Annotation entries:
## start

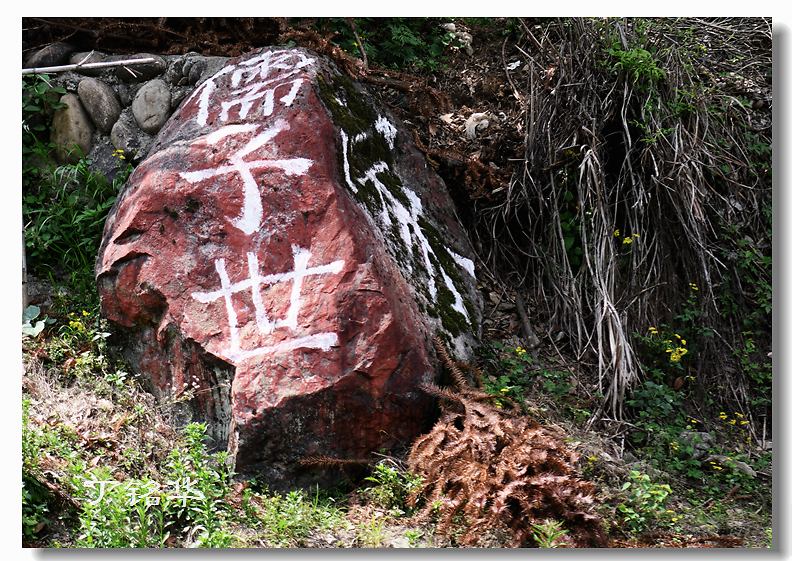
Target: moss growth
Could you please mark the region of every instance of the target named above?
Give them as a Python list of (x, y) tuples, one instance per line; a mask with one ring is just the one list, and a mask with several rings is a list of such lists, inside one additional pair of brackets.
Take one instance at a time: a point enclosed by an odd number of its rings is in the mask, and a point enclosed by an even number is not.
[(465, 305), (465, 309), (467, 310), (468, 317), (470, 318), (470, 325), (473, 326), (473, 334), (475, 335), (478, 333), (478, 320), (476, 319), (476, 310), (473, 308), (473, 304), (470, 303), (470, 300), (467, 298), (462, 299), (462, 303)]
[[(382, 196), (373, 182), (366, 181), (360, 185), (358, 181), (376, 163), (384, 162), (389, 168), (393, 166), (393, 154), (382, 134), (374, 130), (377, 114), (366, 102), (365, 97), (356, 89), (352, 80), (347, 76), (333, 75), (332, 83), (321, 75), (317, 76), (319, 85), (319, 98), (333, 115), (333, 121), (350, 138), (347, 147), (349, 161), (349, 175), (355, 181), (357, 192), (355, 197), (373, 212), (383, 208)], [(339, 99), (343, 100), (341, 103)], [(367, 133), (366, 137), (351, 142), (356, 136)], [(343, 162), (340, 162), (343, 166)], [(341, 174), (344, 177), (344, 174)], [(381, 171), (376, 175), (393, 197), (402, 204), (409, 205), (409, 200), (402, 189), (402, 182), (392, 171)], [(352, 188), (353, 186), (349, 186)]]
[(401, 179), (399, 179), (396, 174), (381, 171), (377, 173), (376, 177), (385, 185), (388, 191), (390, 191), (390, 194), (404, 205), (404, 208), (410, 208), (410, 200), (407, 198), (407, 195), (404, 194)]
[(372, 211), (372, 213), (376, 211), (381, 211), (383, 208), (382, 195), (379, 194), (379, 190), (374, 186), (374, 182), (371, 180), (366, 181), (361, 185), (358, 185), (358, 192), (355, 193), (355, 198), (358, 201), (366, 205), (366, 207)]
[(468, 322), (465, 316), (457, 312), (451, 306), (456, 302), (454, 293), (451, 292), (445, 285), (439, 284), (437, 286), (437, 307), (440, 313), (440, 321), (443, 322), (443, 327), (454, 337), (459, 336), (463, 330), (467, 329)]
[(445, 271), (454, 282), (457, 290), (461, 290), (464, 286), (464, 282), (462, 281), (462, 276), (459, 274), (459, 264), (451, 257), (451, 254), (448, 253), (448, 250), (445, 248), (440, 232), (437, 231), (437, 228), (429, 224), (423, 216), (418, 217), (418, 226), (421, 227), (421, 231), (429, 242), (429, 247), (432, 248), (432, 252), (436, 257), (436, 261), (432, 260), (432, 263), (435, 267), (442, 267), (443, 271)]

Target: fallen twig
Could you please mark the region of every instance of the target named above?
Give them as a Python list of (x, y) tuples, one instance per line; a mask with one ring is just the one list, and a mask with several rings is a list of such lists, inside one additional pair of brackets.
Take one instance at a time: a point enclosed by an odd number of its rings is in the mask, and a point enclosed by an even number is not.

## end

Task goal: Extract every line of the entries above verbatim, leaving the pictures out of your answer.

Response:
Target: moss growth
Could you please mark the region of every instance of the target named above?
Give them as a Python list of (x, y) tuples, one instance per line; a mask with one ring is just the one list, and a mask with several rings is a list of such lists, inside one additional pair of brackets.
Take one instance at a time: a point enclosed by an odd number of its rings is in the mask, and a point enclosed by an even number is not.
[(465, 305), (465, 309), (467, 310), (468, 317), (470, 318), (470, 325), (473, 326), (473, 334), (475, 335), (478, 333), (478, 320), (476, 319), (476, 310), (473, 308), (473, 304), (470, 303), (470, 300), (467, 298), (462, 299), (462, 303)]
[[(382, 196), (373, 182), (366, 181), (360, 185), (358, 181), (376, 163), (384, 162), (389, 168), (393, 166), (393, 154), (382, 134), (374, 130), (377, 114), (366, 102), (365, 97), (356, 89), (352, 80), (347, 76), (333, 75), (332, 83), (321, 75), (317, 76), (319, 85), (319, 98), (333, 115), (333, 121), (350, 138), (347, 147), (349, 161), (349, 175), (355, 181), (357, 192), (355, 197), (373, 212), (383, 208)], [(339, 99), (343, 100), (341, 103)], [(367, 133), (366, 137), (351, 142), (356, 136)], [(343, 162), (340, 162), (343, 166)], [(341, 174), (344, 177), (344, 174)], [(381, 171), (376, 175), (393, 197), (402, 204), (409, 205), (409, 200), (402, 189), (402, 182), (392, 171)], [(352, 188), (353, 186), (349, 186)]]
[(401, 179), (399, 179), (396, 174), (381, 171), (377, 173), (376, 177), (385, 185), (388, 191), (390, 191), (390, 194), (404, 205), (404, 208), (410, 208), (410, 200), (407, 198), (407, 195), (404, 194)]
[(372, 211), (372, 213), (376, 211), (381, 211), (383, 208), (382, 195), (379, 194), (379, 190), (374, 186), (374, 182), (371, 180), (366, 181), (361, 185), (358, 185), (358, 192), (355, 193), (355, 198), (358, 201), (366, 205), (366, 207)]
[(468, 322), (465, 316), (457, 312), (451, 306), (456, 302), (454, 293), (451, 292), (445, 285), (439, 284), (437, 286), (437, 307), (440, 313), (440, 321), (443, 322), (443, 327), (454, 337), (459, 336), (463, 330), (467, 329)]
[(445, 271), (454, 282), (457, 290), (461, 290), (464, 286), (464, 282), (462, 281), (462, 276), (459, 274), (459, 264), (451, 257), (451, 254), (448, 253), (448, 250), (445, 248), (440, 232), (437, 231), (437, 228), (429, 224), (423, 216), (418, 217), (418, 226), (421, 227), (421, 231), (429, 242), (429, 247), (432, 248), (432, 252), (436, 257), (436, 261), (432, 260), (432, 263), (435, 267), (442, 267), (443, 271)]

Target: fallen twig
Could you please mark the region of every instance of the target named above?
Give them as a Python list of (x, y) tuples, one instance per line; a mask with one ring is just the one list, and a mask with several rings is a list of such lists, inside one additional pair of brackets.
Take one instance at a time: a point enclosed by an odd number of its rings is in the mask, and a point enclosed by an even number is not.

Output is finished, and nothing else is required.